## Materials provided
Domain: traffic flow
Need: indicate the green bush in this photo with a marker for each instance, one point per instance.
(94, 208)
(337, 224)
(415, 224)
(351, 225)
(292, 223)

## Requirements
Repeat each entry word for word.

## Correct response
Domain: traffic flow
Need: indicate the green bush in this photo with a marker for each instance, one point per instance.
(94, 208)
(337, 224)
(415, 224)
(351, 225)
(292, 223)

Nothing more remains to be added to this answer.